* Excerpted records *
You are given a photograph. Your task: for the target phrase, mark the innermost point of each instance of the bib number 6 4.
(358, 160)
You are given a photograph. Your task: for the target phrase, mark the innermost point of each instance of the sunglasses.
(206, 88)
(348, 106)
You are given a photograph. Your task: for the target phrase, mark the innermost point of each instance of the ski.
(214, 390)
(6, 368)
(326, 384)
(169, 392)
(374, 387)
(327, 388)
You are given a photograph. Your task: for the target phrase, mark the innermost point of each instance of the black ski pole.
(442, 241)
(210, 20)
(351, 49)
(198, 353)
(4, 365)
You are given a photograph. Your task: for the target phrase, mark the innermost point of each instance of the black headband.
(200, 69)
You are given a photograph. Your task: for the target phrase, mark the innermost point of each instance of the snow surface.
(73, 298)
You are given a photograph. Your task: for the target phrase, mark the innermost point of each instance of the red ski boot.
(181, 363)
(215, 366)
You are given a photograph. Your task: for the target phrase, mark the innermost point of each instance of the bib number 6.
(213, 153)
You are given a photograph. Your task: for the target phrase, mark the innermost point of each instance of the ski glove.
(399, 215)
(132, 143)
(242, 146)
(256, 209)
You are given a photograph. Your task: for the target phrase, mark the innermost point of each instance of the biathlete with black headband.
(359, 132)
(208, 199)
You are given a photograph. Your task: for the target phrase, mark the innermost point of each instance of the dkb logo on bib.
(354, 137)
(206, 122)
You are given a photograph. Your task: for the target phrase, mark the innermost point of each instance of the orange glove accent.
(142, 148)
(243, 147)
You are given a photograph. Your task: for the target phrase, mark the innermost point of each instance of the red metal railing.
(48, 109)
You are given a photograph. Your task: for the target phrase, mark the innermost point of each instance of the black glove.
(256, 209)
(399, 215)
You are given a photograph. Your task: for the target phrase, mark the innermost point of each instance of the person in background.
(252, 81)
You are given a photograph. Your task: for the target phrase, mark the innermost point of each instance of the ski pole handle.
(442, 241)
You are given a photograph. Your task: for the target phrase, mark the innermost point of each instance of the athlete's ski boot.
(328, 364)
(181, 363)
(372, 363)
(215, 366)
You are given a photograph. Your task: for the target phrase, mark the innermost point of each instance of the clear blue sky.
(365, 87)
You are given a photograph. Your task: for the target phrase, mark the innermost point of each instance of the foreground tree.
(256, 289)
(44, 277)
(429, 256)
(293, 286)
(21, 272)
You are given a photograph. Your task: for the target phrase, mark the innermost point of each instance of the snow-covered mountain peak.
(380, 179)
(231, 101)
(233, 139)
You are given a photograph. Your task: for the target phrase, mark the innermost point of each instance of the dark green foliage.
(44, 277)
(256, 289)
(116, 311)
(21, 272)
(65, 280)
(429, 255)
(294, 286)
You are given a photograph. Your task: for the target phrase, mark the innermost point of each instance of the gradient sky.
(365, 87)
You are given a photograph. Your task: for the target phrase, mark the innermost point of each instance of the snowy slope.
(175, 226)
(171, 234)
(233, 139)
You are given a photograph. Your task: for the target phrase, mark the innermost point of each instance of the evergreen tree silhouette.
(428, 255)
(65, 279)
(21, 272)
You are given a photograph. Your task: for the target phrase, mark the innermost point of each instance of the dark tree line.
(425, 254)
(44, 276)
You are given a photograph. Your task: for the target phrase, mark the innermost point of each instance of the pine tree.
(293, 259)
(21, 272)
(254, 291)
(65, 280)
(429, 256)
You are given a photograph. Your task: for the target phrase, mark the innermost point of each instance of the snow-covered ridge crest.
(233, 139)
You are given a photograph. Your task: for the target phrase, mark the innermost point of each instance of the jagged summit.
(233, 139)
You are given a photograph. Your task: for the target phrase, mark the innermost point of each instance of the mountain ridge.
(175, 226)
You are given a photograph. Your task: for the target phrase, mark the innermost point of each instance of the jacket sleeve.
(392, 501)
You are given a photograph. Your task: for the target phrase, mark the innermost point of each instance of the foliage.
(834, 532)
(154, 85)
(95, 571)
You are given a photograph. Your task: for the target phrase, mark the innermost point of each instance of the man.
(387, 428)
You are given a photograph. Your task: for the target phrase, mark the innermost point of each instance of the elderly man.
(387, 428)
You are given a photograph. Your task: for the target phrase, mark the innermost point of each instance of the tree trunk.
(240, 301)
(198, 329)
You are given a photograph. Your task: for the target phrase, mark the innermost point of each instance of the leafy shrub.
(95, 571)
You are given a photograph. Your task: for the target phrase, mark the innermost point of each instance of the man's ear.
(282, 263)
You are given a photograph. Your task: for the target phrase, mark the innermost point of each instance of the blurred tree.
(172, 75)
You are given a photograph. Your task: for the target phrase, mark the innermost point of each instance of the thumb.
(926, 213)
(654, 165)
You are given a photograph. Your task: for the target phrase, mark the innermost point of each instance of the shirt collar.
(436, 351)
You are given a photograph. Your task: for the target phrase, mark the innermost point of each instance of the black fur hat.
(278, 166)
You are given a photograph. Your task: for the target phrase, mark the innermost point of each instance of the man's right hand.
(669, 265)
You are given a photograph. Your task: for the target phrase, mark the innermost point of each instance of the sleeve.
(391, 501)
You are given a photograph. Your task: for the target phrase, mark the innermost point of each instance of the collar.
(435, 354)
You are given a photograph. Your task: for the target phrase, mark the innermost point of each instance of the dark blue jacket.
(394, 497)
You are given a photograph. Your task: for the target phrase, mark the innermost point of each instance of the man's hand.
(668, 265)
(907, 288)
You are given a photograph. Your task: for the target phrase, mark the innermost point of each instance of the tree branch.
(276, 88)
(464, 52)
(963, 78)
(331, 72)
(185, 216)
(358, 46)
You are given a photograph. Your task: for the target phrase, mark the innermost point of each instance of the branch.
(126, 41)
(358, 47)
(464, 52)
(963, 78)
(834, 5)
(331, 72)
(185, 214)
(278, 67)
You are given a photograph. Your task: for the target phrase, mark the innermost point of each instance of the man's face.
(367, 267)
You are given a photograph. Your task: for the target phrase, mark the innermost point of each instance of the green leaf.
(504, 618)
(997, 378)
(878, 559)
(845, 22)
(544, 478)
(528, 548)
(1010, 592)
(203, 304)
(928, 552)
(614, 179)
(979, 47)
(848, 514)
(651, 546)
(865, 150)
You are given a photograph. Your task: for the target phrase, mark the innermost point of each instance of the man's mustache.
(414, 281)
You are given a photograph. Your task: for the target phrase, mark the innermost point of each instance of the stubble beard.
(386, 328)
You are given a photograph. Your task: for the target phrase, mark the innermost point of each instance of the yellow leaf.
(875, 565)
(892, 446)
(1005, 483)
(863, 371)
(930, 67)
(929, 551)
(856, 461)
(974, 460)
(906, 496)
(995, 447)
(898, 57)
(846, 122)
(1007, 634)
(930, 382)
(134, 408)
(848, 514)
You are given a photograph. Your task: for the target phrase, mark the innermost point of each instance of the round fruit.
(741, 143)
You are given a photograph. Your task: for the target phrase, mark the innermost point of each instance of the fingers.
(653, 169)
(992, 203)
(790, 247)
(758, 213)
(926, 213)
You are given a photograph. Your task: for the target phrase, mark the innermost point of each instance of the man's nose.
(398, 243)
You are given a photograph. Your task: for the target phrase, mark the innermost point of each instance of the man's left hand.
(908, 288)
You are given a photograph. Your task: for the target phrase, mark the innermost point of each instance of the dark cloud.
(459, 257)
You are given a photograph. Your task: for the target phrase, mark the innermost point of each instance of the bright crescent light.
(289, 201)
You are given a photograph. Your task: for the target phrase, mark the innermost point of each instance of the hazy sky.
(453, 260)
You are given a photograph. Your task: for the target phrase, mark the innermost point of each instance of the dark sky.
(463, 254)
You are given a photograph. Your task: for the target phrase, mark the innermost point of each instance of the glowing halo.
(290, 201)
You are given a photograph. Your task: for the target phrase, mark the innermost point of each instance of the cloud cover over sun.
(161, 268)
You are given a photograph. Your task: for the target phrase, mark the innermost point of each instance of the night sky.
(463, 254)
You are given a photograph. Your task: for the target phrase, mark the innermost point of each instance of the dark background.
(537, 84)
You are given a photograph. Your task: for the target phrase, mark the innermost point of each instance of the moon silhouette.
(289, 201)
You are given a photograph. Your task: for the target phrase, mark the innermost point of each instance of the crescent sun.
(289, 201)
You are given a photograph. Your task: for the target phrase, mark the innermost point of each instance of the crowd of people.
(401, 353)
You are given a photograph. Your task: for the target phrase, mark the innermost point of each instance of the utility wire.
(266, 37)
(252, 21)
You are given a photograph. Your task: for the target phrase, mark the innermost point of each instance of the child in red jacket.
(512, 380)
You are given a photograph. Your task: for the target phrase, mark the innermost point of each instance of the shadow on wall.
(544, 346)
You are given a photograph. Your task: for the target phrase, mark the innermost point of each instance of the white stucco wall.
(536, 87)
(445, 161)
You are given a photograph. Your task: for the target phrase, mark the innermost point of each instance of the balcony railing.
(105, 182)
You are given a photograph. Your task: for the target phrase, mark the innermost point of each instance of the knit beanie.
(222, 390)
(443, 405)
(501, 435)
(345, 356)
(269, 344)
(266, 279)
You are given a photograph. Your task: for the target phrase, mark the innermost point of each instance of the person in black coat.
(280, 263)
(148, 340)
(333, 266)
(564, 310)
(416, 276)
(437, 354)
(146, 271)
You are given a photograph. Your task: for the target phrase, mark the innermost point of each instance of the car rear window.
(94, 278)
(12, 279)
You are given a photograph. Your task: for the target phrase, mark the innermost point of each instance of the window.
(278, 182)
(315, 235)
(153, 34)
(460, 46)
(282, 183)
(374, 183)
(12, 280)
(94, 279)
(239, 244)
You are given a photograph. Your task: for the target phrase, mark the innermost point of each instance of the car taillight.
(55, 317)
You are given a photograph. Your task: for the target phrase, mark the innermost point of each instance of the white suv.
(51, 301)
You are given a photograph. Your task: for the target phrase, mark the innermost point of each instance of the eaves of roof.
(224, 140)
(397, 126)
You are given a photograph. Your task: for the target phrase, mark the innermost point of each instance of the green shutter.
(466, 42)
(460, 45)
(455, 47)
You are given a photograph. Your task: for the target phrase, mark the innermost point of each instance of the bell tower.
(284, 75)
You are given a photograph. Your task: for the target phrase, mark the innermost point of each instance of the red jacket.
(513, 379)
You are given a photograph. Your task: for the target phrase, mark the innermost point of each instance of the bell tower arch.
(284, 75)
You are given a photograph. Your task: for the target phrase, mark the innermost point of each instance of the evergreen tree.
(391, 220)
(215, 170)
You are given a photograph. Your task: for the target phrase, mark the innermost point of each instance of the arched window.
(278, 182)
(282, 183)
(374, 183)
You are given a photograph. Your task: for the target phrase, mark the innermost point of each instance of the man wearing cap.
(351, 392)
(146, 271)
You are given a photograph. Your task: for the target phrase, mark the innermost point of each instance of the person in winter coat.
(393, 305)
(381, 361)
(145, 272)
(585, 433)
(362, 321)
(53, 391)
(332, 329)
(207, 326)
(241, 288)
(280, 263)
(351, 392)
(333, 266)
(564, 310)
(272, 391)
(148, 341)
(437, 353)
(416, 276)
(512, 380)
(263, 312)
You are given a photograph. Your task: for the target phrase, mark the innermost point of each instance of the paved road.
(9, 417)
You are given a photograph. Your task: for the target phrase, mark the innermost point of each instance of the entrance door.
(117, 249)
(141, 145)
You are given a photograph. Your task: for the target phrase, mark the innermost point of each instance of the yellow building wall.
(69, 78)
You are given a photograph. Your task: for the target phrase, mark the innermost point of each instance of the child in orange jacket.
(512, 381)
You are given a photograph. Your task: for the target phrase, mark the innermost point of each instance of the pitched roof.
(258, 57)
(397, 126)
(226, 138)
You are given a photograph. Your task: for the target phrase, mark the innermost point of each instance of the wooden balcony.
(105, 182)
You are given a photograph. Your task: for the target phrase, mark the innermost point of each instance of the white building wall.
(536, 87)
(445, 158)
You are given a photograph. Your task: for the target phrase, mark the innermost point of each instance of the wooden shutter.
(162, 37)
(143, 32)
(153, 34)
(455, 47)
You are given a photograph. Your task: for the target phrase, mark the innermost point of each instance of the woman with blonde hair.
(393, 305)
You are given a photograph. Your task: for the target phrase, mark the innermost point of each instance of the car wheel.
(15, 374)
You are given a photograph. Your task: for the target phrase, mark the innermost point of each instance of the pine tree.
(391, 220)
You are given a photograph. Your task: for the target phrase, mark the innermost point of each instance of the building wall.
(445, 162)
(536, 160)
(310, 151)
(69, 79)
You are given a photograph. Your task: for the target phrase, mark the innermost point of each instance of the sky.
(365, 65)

* Task objective *
Make an exact copy of every line from the one with "the wooden balcony." to the end of the data, with the first and last of those lines included.

* Reply to the exercise *
You are given a photograph. Your task: for the target phrase, mark the innermost point of each instance of the wooden balcony.
(105, 182)
You are given a photograph. Your task: for the target phrase, mark the innermost point of each instance of the white building wall.
(536, 87)
(445, 158)
You are given a photograph. Your task: for the target phrase, mark the innermost point of each instance of the wooden shutter.
(162, 37)
(143, 32)
(153, 34)
(455, 47)
You are given a photograph. Your task: for the target phrase, mark the innermost point of each instance of the woman with blonde hair.
(393, 305)
You are given a photograph. Your task: for the target phrase, mark the innermost point of each instance of the car wheel.
(15, 374)
You are given a photograph. Your task: for the target phrase, mark the innermost point of each instance of the pine tree.
(391, 220)
You are given a photograph. Your task: for the target phrase, mark the innermost point of each instance of the building wall.
(445, 162)
(536, 160)
(310, 151)
(69, 79)
You are given a photograph. Your task: for the target phrase, mark the innermost point of each instance of the sky.
(365, 65)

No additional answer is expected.